* _To do_
Recast the lines below as a two-column Markdown table headed No. and Line. Give each non-blank line its own numbered row and leave out blank lines.

··· Extracted data

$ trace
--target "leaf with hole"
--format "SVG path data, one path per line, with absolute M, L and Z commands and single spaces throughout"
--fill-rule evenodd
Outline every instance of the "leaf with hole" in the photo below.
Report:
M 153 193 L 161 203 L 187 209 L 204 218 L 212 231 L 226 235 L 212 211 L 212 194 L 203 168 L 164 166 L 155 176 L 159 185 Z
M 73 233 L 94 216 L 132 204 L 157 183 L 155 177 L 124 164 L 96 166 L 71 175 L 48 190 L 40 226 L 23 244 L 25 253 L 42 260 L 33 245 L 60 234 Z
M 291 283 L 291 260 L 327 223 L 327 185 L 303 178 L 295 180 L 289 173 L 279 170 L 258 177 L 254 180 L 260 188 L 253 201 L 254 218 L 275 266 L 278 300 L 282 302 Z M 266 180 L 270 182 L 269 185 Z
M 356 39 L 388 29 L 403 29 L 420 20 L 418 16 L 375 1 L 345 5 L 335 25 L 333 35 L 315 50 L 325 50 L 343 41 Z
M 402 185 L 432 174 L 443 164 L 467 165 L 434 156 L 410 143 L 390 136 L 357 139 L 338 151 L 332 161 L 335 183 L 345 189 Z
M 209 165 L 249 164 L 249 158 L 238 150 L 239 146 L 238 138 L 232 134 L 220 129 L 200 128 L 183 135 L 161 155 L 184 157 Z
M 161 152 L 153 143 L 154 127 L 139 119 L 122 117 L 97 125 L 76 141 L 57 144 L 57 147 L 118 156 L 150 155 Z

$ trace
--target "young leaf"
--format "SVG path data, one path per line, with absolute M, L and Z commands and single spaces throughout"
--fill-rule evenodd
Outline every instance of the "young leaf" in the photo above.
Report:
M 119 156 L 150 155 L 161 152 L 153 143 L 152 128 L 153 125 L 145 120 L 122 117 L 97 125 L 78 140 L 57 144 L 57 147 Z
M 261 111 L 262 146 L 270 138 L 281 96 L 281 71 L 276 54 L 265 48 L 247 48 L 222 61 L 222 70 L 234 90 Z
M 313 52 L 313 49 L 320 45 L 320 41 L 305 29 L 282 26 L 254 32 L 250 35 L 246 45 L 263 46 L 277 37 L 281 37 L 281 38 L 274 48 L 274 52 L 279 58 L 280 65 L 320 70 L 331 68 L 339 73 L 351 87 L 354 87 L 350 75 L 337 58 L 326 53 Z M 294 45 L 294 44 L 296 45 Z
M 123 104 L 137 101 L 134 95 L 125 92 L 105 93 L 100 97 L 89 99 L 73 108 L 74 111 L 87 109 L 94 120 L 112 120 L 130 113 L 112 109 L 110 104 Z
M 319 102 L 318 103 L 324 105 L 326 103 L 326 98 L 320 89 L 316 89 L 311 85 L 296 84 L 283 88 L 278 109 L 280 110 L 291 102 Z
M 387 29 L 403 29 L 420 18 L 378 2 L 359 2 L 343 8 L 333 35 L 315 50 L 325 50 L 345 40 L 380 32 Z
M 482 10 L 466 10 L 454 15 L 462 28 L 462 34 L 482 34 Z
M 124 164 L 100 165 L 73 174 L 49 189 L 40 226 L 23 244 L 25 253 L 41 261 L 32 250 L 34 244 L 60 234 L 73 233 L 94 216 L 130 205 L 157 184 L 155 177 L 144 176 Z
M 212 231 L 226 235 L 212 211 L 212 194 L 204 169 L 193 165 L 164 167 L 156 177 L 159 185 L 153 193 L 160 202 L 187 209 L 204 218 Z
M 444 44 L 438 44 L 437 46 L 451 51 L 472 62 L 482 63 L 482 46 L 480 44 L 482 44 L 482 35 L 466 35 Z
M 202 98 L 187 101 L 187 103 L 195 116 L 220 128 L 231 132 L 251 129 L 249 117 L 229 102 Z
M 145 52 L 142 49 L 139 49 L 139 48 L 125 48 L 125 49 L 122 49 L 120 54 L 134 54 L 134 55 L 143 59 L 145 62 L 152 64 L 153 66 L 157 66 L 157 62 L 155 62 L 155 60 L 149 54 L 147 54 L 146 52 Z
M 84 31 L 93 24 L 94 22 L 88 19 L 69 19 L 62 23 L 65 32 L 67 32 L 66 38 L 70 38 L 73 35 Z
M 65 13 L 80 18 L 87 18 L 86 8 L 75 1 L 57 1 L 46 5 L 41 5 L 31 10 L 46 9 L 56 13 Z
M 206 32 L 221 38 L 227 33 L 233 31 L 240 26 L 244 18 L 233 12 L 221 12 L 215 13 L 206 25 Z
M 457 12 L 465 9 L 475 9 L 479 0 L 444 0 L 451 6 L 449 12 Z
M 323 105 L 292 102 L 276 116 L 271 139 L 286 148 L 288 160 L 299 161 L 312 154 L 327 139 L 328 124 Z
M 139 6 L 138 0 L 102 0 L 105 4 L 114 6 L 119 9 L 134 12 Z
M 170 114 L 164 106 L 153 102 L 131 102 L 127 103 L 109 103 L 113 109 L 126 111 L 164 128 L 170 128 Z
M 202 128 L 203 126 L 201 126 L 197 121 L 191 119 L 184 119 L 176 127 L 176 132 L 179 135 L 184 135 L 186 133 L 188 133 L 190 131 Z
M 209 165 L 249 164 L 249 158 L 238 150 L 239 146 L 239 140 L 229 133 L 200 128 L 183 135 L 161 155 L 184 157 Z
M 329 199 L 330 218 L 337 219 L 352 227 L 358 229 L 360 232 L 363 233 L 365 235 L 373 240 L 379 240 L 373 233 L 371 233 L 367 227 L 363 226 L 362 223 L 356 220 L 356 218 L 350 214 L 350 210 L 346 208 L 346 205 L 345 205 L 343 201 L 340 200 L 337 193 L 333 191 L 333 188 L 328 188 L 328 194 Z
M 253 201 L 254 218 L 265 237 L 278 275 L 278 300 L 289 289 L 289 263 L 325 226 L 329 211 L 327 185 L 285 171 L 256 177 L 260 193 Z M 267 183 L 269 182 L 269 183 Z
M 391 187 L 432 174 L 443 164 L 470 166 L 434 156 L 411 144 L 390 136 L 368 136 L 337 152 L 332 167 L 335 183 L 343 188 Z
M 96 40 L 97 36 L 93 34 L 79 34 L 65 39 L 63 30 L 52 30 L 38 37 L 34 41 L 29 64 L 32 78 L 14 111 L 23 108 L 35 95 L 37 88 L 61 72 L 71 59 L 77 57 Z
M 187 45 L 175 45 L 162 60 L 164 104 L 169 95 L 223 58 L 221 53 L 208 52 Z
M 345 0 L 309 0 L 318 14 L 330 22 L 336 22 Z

······

* _Answer to the problem_
| No. | Line |
|---|---|
| 1 | $ trace |
| 2 | --target "leaf with hole" |
| 3 | --format "SVG path data, one path per line, with absolute M, L and Z commands and single spaces throughout" |
| 4 | --fill-rule evenodd |
| 5 | Outline every instance of the "leaf with hole" in the photo below. |
| 6 | Report: |
| 7 | M 153 193 L 161 203 L 187 209 L 204 218 L 212 231 L 226 235 L 212 211 L 212 194 L 203 168 L 164 166 L 155 176 L 159 185 Z |
| 8 | M 73 233 L 94 216 L 132 204 L 157 183 L 155 177 L 124 164 L 96 166 L 71 175 L 48 190 L 40 226 L 23 244 L 25 253 L 42 260 L 33 245 L 60 234 Z |
| 9 | M 291 283 L 291 260 L 327 223 L 327 185 L 303 178 L 295 180 L 289 173 L 279 170 L 258 177 L 254 180 L 260 188 L 253 201 L 254 218 L 275 266 L 278 300 L 282 302 Z M 266 180 L 270 182 L 269 185 Z |
| 10 | M 356 39 L 388 29 L 403 29 L 420 20 L 418 16 L 375 1 L 345 5 L 335 25 L 333 35 L 315 50 L 325 50 L 343 41 Z |
| 11 | M 402 185 L 432 174 L 443 164 L 467 165 L 434 156 L 410 143 L 390 136 L 357 139 L 338 151 L 332 161 L 335 183 L 345 189 Z |
| 12 | M 209 165 L 249 164 L 249 158 L 238 150 L 239 146 L 238 138 L 232 134 L 220 129 L 200 128 L 183 135 L 161 155 L 184 157 Z |
| 13 | M 161 152 L 153 143 L 154 127 L 139 119 L 122 117 L 97 125 L 76 141 L 57 144 L 57 147 L 118 156 L 150 155 Z |
| 14 | $ trace |
| 15 | --target "young leaf" |
| 16 | --format "SVG path data, one path per line, with absolute M, L and Z commands and single spaces throughout" |
| 17 | --fill-rule evenodd |
| 18 | Outline every instance of the "young leaf" in the photo above. |
| 19 | Report: |
| 20 | M 119 156 L 150 155 L 161 152 L 153 143 L 152 128 L 153 125 L 145 120 L 122 117 L 97 125 L 78 140 L 57 144 L 57 147 Z |
| 21 | M 261 111 L 262 146 L 270 138 L 281 96 L 281 71 L 276 54 L 265 48 L 247 48 L 222 61 L 222 70 L 234 90 Z |
| 22 | M 313 52 L 313 49 L 320 45 L 320 41 L 305 29 L 282 26 L 254 32 L 250 35 L 246 45 L 263 46 L 277 37 L 281 37 L 281 38 L 274 48 L 274 52 L 279 58 L 280 65 L 320 70 L 331 68 L 339 73 L 351 87 L 354 87 L 350 75 L 337 58 L 326 53 Z M 294 45 L 294 44 L 296 45 Z |
| 23 | M 123 104 L 137 101 L 134 95 L 125 92 L 105 93 L 100 97 L 89 99 L 73 108 L 74 111 L 87 109 L 94 120 L 112 120 L 130 113 L 112 109 L 110 104 Z |
| 24 | M 319 102 L 318 103 L 324 105 L 326 103 L 326 98 L 320 89 L 316 89 L 311 85 L 296 84 L 283 88 L 278 109 L 280 110 L 291 102 Z |
| 25 | M 387 29 L 403 29 L 420 18 L 378 2 L 359 2 L 343 8 L 333 35 L 315 50 L 325 50 L 345 40 L 380 32 Z |
| 26 | M 482 10 L 466 10 L 454 15 L 462 28 L 462 34 L 482 34 Z |
| 27 | M 124 164 L 100 165 L 73 174 L 49 189 L 40 226 L 23 244 L 25 253 L 41 261 L 32 250 L 34 244 L 60 234 L 73 233 L 94 216 L 130 205 L 157 184 L 155 177 L 144 176 Z |
| 28 | M 212 231 L 226 235 L 212 211 L 212 194 L 204 169 L 193 165 L 164 167 L 156 177 L 159 185 L 153 193 L 160 202 L 187 209 L 204 218 Z |
| 29 | M 444 44 L 438 44 L 437 46 L 451 51 L 472 62 L 482 63 L 482 46 L 480 44 L 482 44 L 482 35 L 466 35 Z |
| 30 | M 202 98 L 187 101 L 187 103 L 195 116 L 220 128 L 231 132 L 251 129 L 249 117 L 229 102 Z |
| 31 | M 145 52 L 142 49 L 139 49 L 139 48 L 125 48 L 125 49 L 122 49 L 120 54 L 134 54 L 134 55 L 143 59 L 145 62 L 152 64 L 153 66 L 157 66 L 157 62 L 155 62 L 155 60 L 149 54 L 147 54 L 146 52 Z |
| 32 | M 84 31 L 93 24 L 94 22 L 88 19 L 69 19 L 62 23 L 65 32 L 67 32 L 66 38 L 70 38 L 73 35 Z |
| 33 | M 65 13 L 80 18 L 87 18 L 86 8 L 75 1 L 57 1 L 46 5 L 41 5 L 31 10 L 46 9 L 56 13 Z |
| 34 | M 206 32 L 221 38 L 227 33 L 233 31 L 240 26 L 244 18 L 233 12 L 221 12 L 215 13 L 206 25 Z |
| 35 | M 457 12 L 465 9 L 475 9 L 479 0 L 444 0 L 451 6 L 449 12 Z |
| 36 | M 323 105 L 292 102 L 276 116 L 271 139 L 286 148 L 288 160 L 299 161 L 312 154 L 327 139 L 328 124 Z |
| 37 | M 139 6 L 138 0 L 102 0 L 105 4 L 114 6 L 119 9 L 134 12 Z |
| 38 | M 170 114 L 164 106 L 153 102 L 131 102 L 127 103 L 109 103 L 113 109 L 126 111 L 164 128 L 170 128 Z |
| 39 | M 202 128 L 203 126 L 201 126 L 197 121 L 191 119 L 184 119 L 176 127 L 176 132 L 179 135 L 184 135 L 186 133 L 188 133 L 190 131 Z |
| 40 | M 209 165 L 249 164 L 249 158 L 238 150 L 239 146 L 239 140 L 229 133 L 200 128 L 183 135 L 161 155 L 184 157 Z |
| 41 | M 329 199 L 330 218 L 337 219 L 352 227 L 358 229 L 360 232 L 363 233 L 365 235 L 373 240 L 379 240 L 373 233 L 371 233 L 367 227 L 363 226 L 362 223 L 356 220 L 356 218 L 350 214 L 350 210 L 346 208 L 346 205 L 345 205 L 343 201 L 340 200 L 337 193 L 333 191 L 333 188 L 328 188 L 328 194 Z |
| 42 | M 253 201 L 254 218 L 265 237 L 278 275 L 278 300 L 289 289 L 289 263 L 325 226 L 329 211 L 327 185 L 285 171 L 256 177 L 260 193 Z M 267 183 L 269 182 L 269 183 Z |
| 43 | M 391 187 L 432 174 L 443 164 L 470 166 L 434 156 L 411 144 L 390 136 L 368 136 L 337 152 L 332 167 L 335 183 L 343 188 Z |
| 44 | M 96 40 L 97 36 L 93 34 L 79 34 L 65 39 L 63 30 L 52 30 L 38 37 L 34 41 L 29 64 L 32 78 L 14 111 L 23 108 L 35 95 L 37 88 L 61 72 L 71 59 L 77 57 Z |
| 45 | M 187 45 L 175 45 L 162 60 L 164 104 L 169 95 L 223 58 L 221 53 L 208 52 Z |
| 46 | M 345 0 L 309 0 L 318 14 L 330 22 L 336 22 Z |